■ **Dataset records**
_ _ _ _ _ _ _
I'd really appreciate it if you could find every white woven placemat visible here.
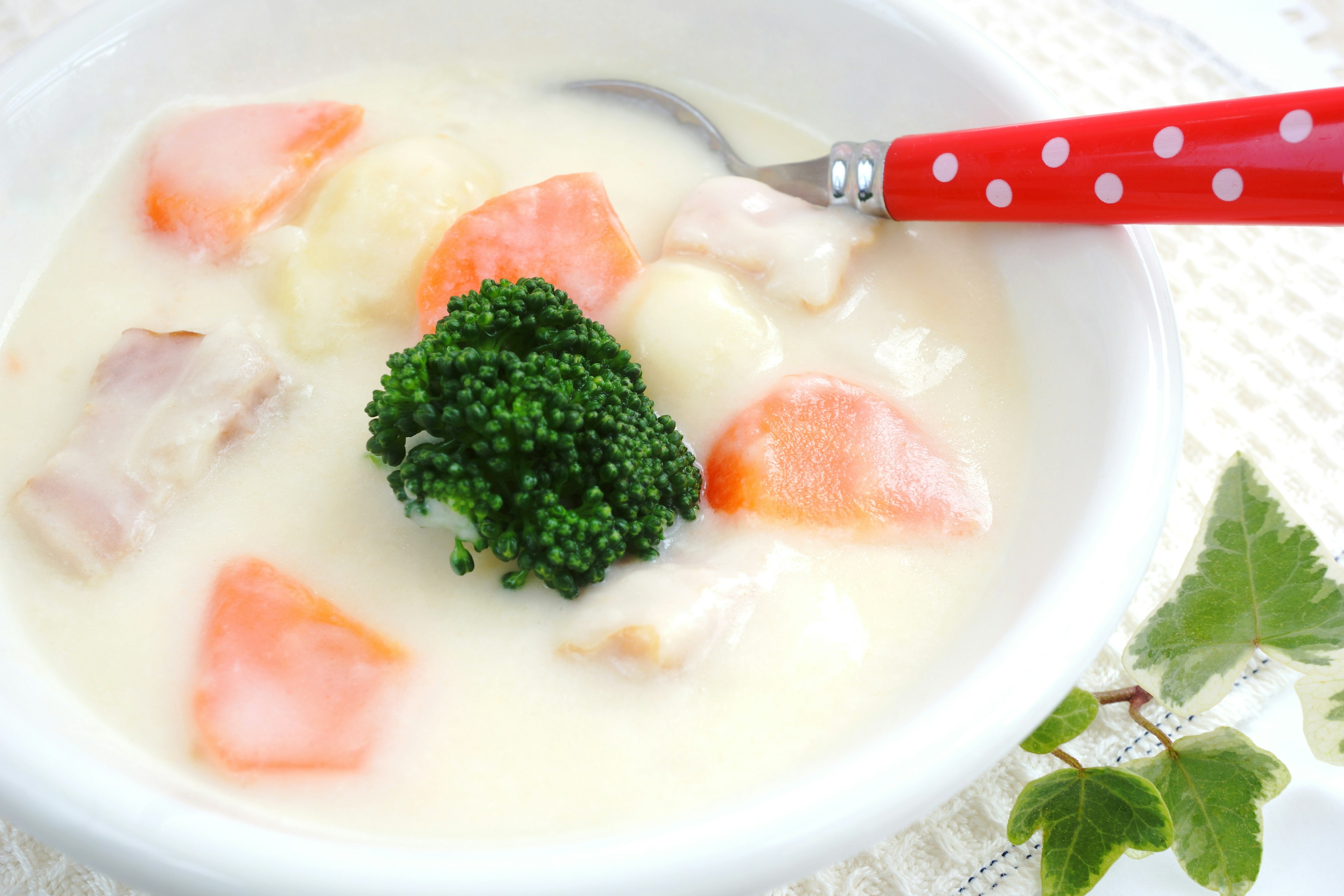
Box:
[0,0,1344,896]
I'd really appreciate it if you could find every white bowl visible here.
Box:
[0,0,1181,896]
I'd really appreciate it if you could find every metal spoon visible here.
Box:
[565,80,887,218]
[567,80,1344,224]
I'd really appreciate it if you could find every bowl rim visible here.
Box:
[0,0,1183,896]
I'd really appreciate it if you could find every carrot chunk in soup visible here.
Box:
[145,102,364,257]
[704,373,990,535]
[195,558,406,771]
[419,173,644,333]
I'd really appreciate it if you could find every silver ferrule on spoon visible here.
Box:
[822,140,890,218]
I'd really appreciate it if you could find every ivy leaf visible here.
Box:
[1021,688,1101,752]
[1008,768,1172,896]
[1125,728,1289,896]
[1125,454,1344,715]
[1297,676,1344,766]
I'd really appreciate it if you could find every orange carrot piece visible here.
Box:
[704,373,990,535]
[194,558,406,771]
[418,173,644,333]
[145,102,364,258]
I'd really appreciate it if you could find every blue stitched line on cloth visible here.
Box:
[952,655,1274,896]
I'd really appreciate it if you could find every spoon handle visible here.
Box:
[882,87,1344,224]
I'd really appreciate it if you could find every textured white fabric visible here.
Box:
[0,0,1344,896]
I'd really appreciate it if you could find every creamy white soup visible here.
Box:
[0,71,1026,840]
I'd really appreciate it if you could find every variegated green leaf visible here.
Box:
[1125,728,1289,896]
[1297,676,1344,766]
[1008,768,1172,896]
[1021,688,1099,754]
[1125,454,1344,713]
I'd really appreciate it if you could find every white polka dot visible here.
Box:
[1040,137,1069,168]
[1093,170,1125,205]
[1214,168,1242,203]
[933,152,957,183]
[985,178,1012,208]
[1279,109,1312,144]
[1153,125,1185,159]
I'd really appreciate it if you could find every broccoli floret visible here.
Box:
[365,278,700,598]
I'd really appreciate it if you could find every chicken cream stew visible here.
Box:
[0,74,1026,840]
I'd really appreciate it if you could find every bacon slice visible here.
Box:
[194,558,406,771]
[145,102,364,257]
[704,373,992,535]
[13,322,280,578]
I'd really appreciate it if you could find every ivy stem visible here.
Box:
[1093,685,1147,707]
[1050,750,1083,771]
[1117,686,1176,756]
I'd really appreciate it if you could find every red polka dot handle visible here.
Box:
[882,87,1344,224]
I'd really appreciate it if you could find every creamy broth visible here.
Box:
[0,71,1026,840]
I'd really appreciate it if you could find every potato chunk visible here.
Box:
[621,258,782,441]
[145,102,364,258]
[663,177,878,308]
[275,137,496,353]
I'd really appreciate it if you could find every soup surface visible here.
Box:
[0,71,1026,840]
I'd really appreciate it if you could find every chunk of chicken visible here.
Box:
[663,177,878,308]
[559,563,758,676]
[13,322,280,578]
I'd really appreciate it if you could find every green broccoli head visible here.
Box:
[365,278,700,598]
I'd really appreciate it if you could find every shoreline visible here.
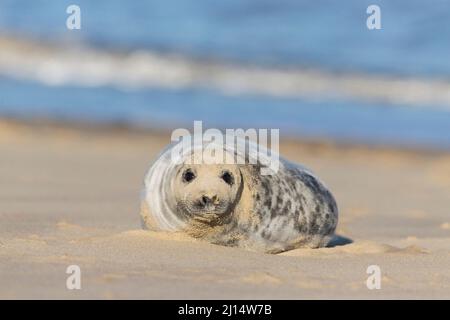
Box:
[0,116,450,156]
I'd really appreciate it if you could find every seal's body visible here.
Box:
[141,136,338,253]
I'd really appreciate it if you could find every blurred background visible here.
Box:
[0,0,450,149]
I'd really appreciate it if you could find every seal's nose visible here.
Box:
[200,194,219,206]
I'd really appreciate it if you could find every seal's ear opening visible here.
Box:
[220,170,234,186]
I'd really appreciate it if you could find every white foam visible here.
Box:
[0,37,450,110]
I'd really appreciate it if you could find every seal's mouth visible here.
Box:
[177,201,231,226]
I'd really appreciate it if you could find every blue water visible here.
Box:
[0,0,450,149]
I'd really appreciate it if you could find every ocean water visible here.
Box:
[0,0,450,149]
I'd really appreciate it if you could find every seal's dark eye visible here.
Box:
[221,171,234,186]
[183,169,195,182]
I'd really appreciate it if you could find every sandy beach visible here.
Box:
[0,121,450,299]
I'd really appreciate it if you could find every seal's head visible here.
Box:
[173,164,242,224]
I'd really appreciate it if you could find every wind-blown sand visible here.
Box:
[0,121,450,299]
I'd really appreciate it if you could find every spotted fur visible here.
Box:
[141,136,338,253]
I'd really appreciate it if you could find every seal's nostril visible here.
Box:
[202,196,211,205]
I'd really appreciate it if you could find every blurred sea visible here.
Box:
[0,0,450,149]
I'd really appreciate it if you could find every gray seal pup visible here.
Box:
[141,135,338,253]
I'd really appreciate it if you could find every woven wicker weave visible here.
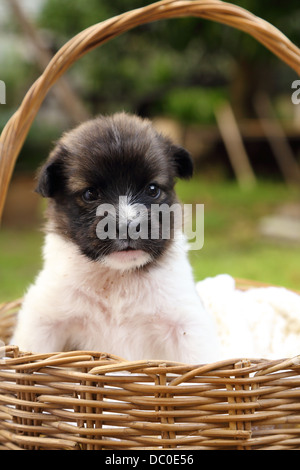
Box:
[0,0,300,450]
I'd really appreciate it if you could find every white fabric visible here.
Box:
[196,274,300,359]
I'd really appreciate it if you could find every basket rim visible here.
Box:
[0,0,300,219]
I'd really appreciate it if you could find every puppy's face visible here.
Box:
[36,113,193,270]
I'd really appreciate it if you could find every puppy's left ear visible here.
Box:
[171,145,194,179]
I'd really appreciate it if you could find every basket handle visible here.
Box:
[0,0,300,219]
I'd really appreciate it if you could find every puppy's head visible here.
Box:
[36,113,193,270]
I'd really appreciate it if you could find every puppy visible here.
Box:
[11,113,218,363]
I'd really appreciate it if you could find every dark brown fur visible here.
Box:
[36,113,193,261]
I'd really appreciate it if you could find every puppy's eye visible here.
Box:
[82,188,99,202]
[146,183,160,199]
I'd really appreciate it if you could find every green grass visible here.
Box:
[0,177,300,302]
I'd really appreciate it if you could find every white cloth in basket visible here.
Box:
[196,274,300,359]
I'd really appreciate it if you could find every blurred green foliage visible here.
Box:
[0,0,300,171]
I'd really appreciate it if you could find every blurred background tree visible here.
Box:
[0,0,300,299]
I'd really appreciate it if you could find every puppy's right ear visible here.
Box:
[35,147,63,198]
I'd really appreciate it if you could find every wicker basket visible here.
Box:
[0,0,300,450]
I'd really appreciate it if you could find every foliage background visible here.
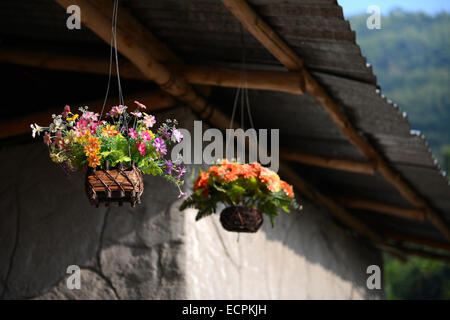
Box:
[348,9,450,299]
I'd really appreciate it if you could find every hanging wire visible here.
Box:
[229,25,255,129]
[100,0,131,158]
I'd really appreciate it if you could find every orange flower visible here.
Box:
[88,136,102,149]
[88,154,102,168]
[241,164,256,179]
[102,124,117,137]
[84,145,99,157]
[194,172,209,190]
[281,181,294,198]
[259,167,281,192]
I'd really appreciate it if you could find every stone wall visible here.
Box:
[0,108,383,299]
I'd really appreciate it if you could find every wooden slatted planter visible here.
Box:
[86,163,144,207]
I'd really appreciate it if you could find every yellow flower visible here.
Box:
[66,114,78,121]
[102,124,117,137]
[147,130,155,139]
[88,155,102,168]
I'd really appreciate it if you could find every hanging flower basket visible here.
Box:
[180,159,300,232]
[86,163,144,207]
[31,101,186,207]
[220,206,264,232]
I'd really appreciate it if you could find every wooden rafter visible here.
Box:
[337,197,426,221]
[222,0,450,240]
[0,90,176,139]
[280,149,376,174]
[55,0,234,132]
[0,47,305,94]
[51,0,406,254]
[383,231,450,251]
[401,246,450,263]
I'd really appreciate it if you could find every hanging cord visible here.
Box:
[100,0,131,158]
[229,25,255,129]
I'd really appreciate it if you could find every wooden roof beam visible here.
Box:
[55,0,229,131]
[383,231,450,251]
[280,149,376,175]
[337,197,426,221]
[222,0,450,240]
[0,47,305,95]
[55,0,400,255]
[0,90,176,139]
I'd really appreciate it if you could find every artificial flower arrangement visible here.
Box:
[31,101,186,206]
[180,159,300,232]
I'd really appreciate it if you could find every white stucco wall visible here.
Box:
[0,108,382,299]
[184,203,383,299]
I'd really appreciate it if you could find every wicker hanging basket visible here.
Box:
[220,206,264,232]
[85,163,144,208]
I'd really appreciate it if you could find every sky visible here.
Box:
[338,0,450,17]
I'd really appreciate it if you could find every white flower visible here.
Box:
[30,123,43,138]
[171,129,183,143]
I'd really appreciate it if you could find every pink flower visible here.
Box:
[144,115,156,128]
[75,119,87,129]
[128,128,138,140]
[130,111,142,118]
[153,138,167,154]
[134,101,147,109]
[53,130,63,147]
[136,141,145,156]
[82,111,100,121]
[44,132,52,146]
[141,131,152,142]
[106,104,125,118]
[62,105,70,118]
[89,122,98,135]
[172,129,183,143]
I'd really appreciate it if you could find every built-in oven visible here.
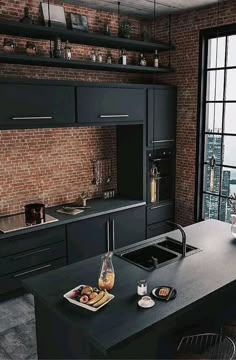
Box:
[147,148,175,204]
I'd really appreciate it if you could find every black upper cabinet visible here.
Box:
[147,87,176,147]
[0,83,75,128]
[77,87,146,124]
[67,206,145,264]
[67,215,110,264]
[110,206,145,250]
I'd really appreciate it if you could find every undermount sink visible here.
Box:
[115,236,201,271]
[158,237,201,255]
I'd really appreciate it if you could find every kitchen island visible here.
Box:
[24,220,236,359]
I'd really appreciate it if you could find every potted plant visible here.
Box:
[229,193,236,238]
[119,20,132,39]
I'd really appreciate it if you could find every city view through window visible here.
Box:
[202,35,236,222]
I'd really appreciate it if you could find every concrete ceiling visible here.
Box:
[60,0,217,17]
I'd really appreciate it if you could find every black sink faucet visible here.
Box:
[166,220,186,256]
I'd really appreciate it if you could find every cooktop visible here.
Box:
[0,213,58,233]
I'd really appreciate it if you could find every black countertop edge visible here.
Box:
[0,198,146,241]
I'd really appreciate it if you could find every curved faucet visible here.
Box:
[166,220,186,257]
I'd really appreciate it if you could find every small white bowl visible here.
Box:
[138,296,155,309]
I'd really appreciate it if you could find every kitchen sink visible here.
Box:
[115,236,201,271]
[158,237,201,256]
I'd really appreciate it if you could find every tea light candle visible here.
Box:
[137,280,147,296]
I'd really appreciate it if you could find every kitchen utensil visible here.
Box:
[98,252,115,290]
[25,203,45,225]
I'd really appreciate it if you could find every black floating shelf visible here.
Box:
[0,19,175,52]
[0,53,174,74]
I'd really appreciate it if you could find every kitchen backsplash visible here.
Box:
[0,126,117,216]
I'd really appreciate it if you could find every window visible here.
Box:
[197,30,236,222]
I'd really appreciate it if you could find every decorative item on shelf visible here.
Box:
[118,20,132,39]
[3,39,16,52]
[103,189,116,200]
[98,249,115,290]
[20,6,33,24]
[64,40,72,60]
[97,50,102,63]
[103,22,111,36]
[90,49,97,62]
[229,193,236,239]
[140,22,149,41]
[25,41,37,55]
[53,37,62,59]
[139,53,147,66]
[70,13,89,32]
[106,51,112,64]
[41,2,66,28]
[119,49,127,65]
[154,50,159,68]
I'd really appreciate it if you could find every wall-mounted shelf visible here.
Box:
[0,19,175,52]
[0,53,174,74]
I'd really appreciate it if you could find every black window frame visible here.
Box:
[194,23,236,222]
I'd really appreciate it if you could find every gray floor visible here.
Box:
[0,294,37,360]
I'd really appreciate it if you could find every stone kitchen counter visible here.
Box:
[0,198,146,241]
[24,220,236,359]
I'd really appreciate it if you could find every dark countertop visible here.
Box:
[24,220,236,352]
[0,198,146,240]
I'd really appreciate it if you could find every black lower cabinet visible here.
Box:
[0,226,67,295]
[67,215,109,264]
[67,206,145,264]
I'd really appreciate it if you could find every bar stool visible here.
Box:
[176,333,236,360]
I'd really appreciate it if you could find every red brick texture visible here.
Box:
[0,0,150,215]
[156,0,236,225]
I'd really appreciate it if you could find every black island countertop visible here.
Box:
[24,220,236,354]
[0,198,146,240]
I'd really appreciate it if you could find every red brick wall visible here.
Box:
[0,0,150,215]
[156,0,236,225]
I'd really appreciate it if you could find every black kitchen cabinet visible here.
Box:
[67,206,145,264]
[110,206,145,250]
[67,215,110,264]
[77,86,146,124]
[0,83,75,129]
[147,86,176,147]
[0,225,67,295]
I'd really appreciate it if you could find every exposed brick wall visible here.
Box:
[0,0,150,215]
[0,127,116,215]
[156,0,236,225]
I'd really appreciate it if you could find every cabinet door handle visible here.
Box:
[99,114,129,119]
[13,264,51,278]
[111,220,115,251]
[11,248,50,260]
[152,139,174,144]
[106,220,110,252]
[12,116,52,120]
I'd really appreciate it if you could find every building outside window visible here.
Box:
[197,29,236,222]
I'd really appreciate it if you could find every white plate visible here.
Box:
[63,285,115,311]
[138,299,155,309]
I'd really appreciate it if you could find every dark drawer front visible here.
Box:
[77,87,146,123]
[0,241,66,276]
[147,222,173,239]
[0,226,66,257]
[147,204,174,225]
[0,258,67,294]
[0,84,75,128]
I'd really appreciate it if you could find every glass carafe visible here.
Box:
[98,252,115,290]
[231,214,236,239]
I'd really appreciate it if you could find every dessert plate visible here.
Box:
[63,285,115,312]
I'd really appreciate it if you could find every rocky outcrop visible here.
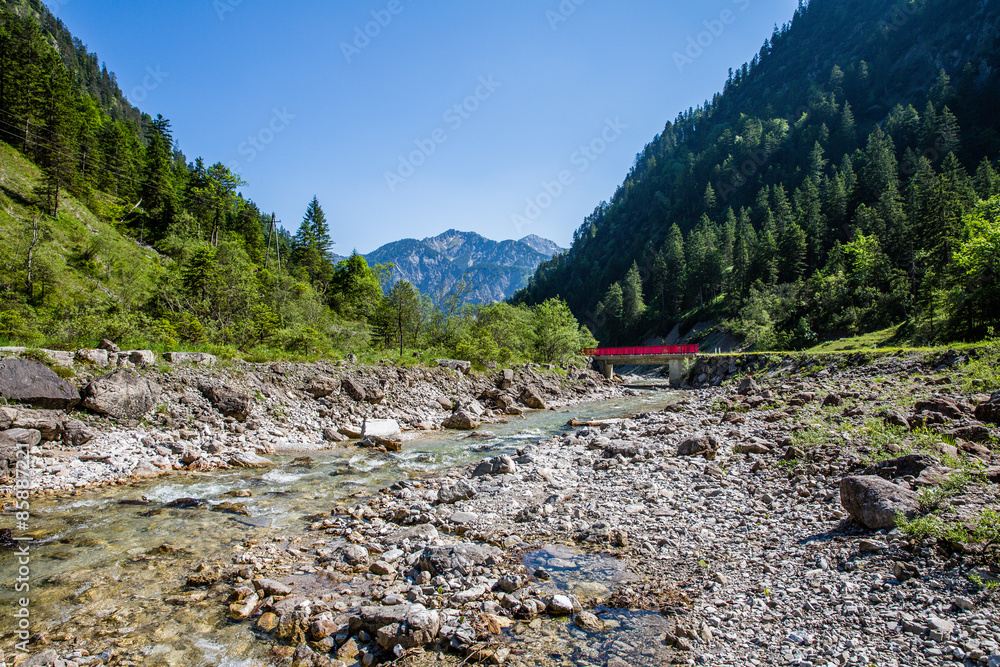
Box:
[840,475,920,530]
[0,359,80,410]
[83,369,163,420]
[198,384,253,422]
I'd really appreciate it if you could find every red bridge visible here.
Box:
[583,345,698,384]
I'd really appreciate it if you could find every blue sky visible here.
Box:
[50,0,798,254]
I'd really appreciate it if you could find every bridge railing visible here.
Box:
[583,345,699,357]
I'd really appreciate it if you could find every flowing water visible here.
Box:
[0,393,674,666]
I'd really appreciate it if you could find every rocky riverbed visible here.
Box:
[205,355,1000,667]
[1,354,1000,667]
[0,344,624,494]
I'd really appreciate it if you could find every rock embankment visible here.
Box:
[0,350,622,493]
[217,356,1000,667]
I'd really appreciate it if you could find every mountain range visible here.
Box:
[365,229,563,304]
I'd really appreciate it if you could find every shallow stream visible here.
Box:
[0,392,675,666]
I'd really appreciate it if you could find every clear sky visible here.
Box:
[49,0,798,254]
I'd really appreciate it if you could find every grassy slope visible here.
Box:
[0,142,166,346]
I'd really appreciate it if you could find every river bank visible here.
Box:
[213,355,1000,667]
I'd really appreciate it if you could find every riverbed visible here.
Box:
[0,391,676,666]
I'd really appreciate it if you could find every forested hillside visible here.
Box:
[0,0,592,363]
[517,0,1000,349]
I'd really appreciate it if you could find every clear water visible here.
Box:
[0,393,674,667]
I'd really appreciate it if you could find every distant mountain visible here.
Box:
[365,229,562,303]
[521,234,566,257]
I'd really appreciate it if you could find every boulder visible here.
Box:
[517,387,548,410]
[229,452,275,468]
[472,454,517,477]
[352,604,441,652]
[163,352,219,366]
[417,543,501,579]
[83,369,162,419]
[861,454,941,479]
[840,475,920,530]
[677,436,719,461]
[497,368,514,391]
[913,396,965,419]
[736,375,760,396]
[302,375,340,398]
[437,359,472,375]
[437,480,476,505]
[441,410,482,431]
[0,359,80,410]
[342,378,368,403]
[126,350,156,368]
[198,384,253,422]
[76,349,111,368]
[976,391,1000,424]
[361,419,403,442]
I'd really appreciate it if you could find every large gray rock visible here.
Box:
[198,384,253,422]
[441,410,482,431]
[418,543,501,578]
[0,359,80,410]
[437,359,472,375]
[517,387,548,410]
[352,604,441,652]
[163,352,219,366]
[83,369,163,419]
[976,391,1000,424]
[472,454,517,477]
[861,454,941,479]
[302,375,340,398]
[840,475,920,530]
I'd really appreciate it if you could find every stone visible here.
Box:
[163,352,219,367]
[437,359,472,375]
[83,369,163,420]
[417,543,500,577]
[545,595,573,616]
[341,378,368,403]
[361,419,403,442]
[437,480,476,505]
[861,454,941,479]
[497,368,514,391]
[975,391,1000,424]
[358,604,441,657]
[840,475,920,530]
[302,375,340,398]
[677,436,719,461]
[441,410,482,431]
[573,611,604,632]
[229,452,277,468]
[198,384,254,422]
[517,387,548,410]
[472,454,517,477]
[128,350,156,368]
[0,359,80,410]
[75,350,111,368]
[368,560,396,577]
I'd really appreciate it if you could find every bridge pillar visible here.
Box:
[670,359,684,387]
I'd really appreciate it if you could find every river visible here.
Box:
[0,392,675,666]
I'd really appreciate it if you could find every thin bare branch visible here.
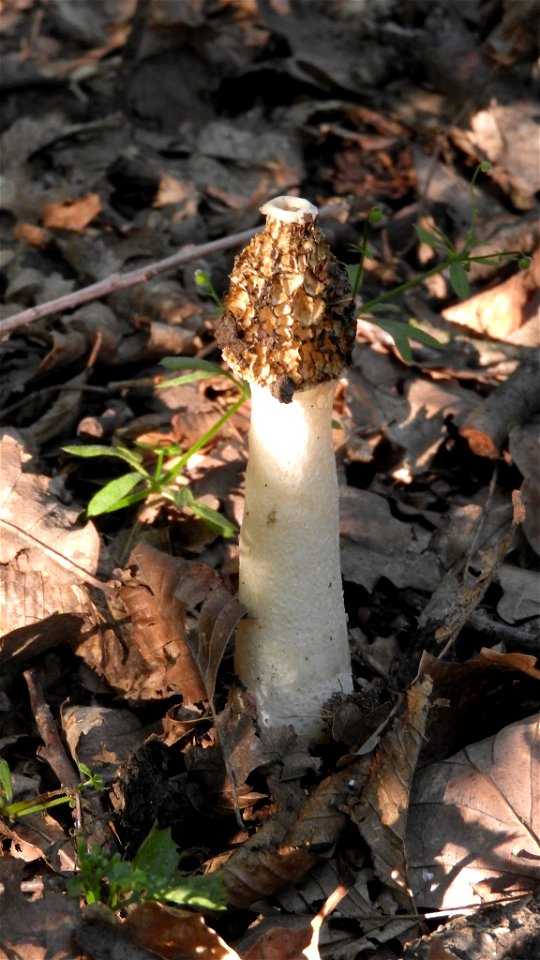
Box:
[0,227,259,335]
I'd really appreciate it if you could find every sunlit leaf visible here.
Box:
[449,260,469,300]
[189,500,238,537]
[414,224,451,253]
[86,473,141,517]
[62,443,143,466]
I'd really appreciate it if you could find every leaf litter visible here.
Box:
[0,0,540,960]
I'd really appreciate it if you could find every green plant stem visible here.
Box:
[161,388,247,488]
[360,250,521,314]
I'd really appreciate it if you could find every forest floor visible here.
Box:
[0,0,540,960]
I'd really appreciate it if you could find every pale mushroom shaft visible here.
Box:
[235,382,352,740]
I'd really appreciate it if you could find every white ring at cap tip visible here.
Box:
[260,196,319,223]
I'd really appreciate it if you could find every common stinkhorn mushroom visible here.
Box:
[216,191,355,742]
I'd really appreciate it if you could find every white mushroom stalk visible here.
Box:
[216,197,355,742]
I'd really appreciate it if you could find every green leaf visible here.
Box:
[414,224,451,253]
[0,760,13,809]
[86,473,141,517]
[374,317,412,363]
[62,443,143,466]
[163,876,227,910]
[159,357,227,376]
[133,824,180,887]
[157,370,213,390]
[189,500,238,537]
[449,260,469,300]
[406,320,447,350]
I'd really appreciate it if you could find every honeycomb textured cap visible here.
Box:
[216,197,356,403]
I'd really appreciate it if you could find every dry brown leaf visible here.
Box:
[497,563,540,626]
[508,416,540,556]
[0,858,84,960]
[75,903,169,960]
[125,903,241,960]
[351,674,433,913]
[407,717,540,910]
[418,490,525,649]
[0,430,100,632]
[61,703,144,782]
[441,248,540,338]
[219,757,369,907]
[340,487,440,592]
[418,649,537,764]
[402,892,540,960]
[0,613,85,673]
[41,193,102,233]
[77,543,243,704]
[467,103,540,210]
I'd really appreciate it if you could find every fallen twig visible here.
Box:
[459,351,540,458]
[0,227,260,335]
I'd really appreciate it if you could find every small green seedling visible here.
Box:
[348,161,530,363]
[68,825,225,910]
[63,357,249,537]
[0,758,105,820]
[193,270,223,312]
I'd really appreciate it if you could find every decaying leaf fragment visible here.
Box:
[77,543,243,704]
[407,717,540,910]
[219,757,369,907]
[418,490,525,649]
[351,674,433,913]
[0,430,100,633]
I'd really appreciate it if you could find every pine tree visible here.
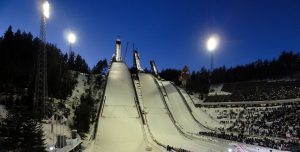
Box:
[0,107,45,152]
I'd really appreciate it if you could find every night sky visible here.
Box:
[0,0,300,70]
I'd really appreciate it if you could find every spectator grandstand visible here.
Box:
[205,80,300,102]
[200,101,300,150]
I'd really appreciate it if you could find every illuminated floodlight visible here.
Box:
[68,33,76,44]
[206,36,219,52]
[43,1,50,18]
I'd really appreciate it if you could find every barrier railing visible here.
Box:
[92,66,110,140]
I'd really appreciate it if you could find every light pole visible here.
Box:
[68,32,77,52]
[33,0,50,117]
[206,35,219,84]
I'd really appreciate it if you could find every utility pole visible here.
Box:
[33,0,49,118]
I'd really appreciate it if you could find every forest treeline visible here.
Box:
[160,51,300,93]
[0,26,107,99]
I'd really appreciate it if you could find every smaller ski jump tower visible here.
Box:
[116,37,122,62]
_ _ _ _ _ _ _
How many lines of the records above contain the word "clear"? Reply with the number alone.

■ **SOLUTION TO THIS TASK**
2